Comb through the entries for "coordinates" and pull out each line that holds it.

(Stored dataset items)
********************
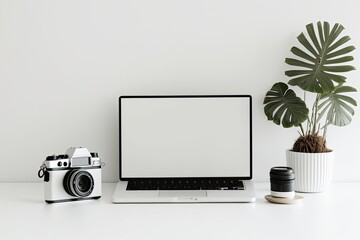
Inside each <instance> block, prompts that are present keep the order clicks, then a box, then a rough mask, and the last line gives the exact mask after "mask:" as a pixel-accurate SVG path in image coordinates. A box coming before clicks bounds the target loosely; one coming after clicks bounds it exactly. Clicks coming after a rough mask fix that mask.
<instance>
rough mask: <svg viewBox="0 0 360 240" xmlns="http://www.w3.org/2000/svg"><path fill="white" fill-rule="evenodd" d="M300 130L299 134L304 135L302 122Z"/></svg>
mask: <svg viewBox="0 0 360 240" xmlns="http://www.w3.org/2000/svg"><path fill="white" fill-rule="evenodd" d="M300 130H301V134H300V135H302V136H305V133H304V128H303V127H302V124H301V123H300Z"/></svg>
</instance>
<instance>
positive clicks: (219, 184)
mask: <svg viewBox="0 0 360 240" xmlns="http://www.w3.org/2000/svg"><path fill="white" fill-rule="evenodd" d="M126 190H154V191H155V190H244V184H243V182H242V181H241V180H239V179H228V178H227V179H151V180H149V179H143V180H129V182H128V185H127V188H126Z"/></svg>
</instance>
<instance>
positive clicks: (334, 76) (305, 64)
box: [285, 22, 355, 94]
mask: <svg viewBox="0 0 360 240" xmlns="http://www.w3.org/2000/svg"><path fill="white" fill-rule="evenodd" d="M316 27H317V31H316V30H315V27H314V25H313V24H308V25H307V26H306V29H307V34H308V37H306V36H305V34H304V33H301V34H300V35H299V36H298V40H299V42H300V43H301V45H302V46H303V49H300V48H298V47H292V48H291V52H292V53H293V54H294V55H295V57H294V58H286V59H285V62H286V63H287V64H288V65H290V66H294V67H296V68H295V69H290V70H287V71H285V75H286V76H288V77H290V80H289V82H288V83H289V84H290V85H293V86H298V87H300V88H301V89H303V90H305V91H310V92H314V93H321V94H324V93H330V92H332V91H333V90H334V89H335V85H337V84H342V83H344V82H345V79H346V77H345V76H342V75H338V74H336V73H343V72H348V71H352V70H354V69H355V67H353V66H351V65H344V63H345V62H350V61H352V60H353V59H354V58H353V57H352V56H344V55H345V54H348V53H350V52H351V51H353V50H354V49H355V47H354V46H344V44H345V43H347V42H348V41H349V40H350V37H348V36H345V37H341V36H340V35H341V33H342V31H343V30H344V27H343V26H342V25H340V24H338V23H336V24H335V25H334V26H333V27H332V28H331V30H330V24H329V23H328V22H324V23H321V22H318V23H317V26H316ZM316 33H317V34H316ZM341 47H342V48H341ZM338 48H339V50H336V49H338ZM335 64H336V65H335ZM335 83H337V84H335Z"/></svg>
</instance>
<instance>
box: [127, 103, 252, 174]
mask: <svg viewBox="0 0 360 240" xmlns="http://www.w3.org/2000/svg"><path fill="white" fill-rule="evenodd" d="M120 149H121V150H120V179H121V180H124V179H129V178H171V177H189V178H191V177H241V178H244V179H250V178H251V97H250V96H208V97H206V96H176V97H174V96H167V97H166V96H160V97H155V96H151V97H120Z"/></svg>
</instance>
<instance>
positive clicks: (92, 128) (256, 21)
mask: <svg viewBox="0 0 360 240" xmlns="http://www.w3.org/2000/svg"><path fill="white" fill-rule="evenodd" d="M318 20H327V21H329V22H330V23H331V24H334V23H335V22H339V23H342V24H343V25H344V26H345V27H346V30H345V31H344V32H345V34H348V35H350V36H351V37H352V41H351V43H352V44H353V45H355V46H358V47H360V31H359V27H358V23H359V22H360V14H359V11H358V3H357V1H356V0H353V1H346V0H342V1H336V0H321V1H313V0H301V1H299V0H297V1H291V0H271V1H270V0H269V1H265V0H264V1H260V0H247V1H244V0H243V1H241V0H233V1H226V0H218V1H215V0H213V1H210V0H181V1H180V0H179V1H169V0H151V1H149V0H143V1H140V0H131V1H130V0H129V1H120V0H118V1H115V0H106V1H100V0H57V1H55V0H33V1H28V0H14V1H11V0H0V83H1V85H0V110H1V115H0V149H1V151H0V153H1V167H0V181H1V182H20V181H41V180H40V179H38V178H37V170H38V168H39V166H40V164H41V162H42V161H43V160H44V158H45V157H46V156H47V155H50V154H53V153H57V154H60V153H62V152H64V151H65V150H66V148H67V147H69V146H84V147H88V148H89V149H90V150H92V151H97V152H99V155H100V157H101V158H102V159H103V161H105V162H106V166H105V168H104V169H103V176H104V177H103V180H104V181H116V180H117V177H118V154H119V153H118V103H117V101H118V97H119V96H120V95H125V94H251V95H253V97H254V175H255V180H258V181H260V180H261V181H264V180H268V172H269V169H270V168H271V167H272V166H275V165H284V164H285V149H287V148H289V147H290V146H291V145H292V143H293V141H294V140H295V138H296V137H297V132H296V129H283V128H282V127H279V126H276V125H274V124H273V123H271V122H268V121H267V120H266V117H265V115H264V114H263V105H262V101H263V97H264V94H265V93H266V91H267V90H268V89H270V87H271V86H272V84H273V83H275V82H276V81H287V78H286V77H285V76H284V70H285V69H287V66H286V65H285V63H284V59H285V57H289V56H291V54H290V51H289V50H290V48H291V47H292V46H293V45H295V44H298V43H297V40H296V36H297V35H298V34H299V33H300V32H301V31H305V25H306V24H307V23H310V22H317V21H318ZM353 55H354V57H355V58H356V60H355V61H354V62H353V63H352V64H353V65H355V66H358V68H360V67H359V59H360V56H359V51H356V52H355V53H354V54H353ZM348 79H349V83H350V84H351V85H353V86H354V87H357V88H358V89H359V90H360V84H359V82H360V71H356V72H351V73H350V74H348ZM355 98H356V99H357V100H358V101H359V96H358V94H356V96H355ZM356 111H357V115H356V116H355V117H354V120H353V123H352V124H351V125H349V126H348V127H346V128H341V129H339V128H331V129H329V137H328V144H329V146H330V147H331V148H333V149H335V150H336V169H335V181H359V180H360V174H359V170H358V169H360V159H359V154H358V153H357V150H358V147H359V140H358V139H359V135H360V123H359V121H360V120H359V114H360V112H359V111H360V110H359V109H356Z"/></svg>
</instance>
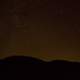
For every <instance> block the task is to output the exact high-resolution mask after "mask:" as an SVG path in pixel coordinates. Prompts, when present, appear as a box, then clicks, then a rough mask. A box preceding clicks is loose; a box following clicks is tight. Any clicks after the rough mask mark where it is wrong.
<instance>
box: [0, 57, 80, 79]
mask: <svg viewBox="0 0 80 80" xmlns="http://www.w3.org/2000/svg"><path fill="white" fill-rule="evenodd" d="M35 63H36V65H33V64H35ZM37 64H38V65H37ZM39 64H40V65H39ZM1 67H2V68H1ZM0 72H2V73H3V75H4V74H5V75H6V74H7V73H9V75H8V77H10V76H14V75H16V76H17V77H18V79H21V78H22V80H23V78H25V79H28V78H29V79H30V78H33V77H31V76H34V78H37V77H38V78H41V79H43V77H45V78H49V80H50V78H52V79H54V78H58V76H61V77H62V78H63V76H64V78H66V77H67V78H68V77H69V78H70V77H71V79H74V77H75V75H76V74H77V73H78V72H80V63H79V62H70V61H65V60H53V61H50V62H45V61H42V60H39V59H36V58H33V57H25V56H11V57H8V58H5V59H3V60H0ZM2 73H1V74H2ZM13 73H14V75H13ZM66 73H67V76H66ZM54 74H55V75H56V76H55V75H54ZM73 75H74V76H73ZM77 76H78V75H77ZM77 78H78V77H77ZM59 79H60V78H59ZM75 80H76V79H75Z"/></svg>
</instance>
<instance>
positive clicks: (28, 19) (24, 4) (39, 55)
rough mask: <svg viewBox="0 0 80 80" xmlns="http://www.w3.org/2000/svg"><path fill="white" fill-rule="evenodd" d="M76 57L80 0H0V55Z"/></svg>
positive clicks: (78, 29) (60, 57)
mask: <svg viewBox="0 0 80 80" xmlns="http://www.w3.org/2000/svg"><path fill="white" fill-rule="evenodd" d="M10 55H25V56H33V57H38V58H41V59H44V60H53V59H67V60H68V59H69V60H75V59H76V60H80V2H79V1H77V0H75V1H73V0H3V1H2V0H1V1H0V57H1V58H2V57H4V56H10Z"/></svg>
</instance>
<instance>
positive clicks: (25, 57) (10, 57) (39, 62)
********************
**ANSWER TO THIS PROBLEM**
Inside each <instance> block, prompts that are present keep the order clicks, then a box, then a rough mask, and the last line gives the exact mask after "mask:" as a pixel-accurate SVG path in image coordinates. A box coming before clicks bounds the target loosely; one coming after clicks bounds it exactly. Clicks coming after a rough mask fix that mask.
For every <instance> block the task is to output the exact high-resolution mask after "mask:" as an SVG path in pixel coordinates. Prompts, when present, appear as a box, then clicks, then a rough mask. A box preceding clicks is loose; a box following clicks is tight. Any clicks after the rough mask mark where it is wrong.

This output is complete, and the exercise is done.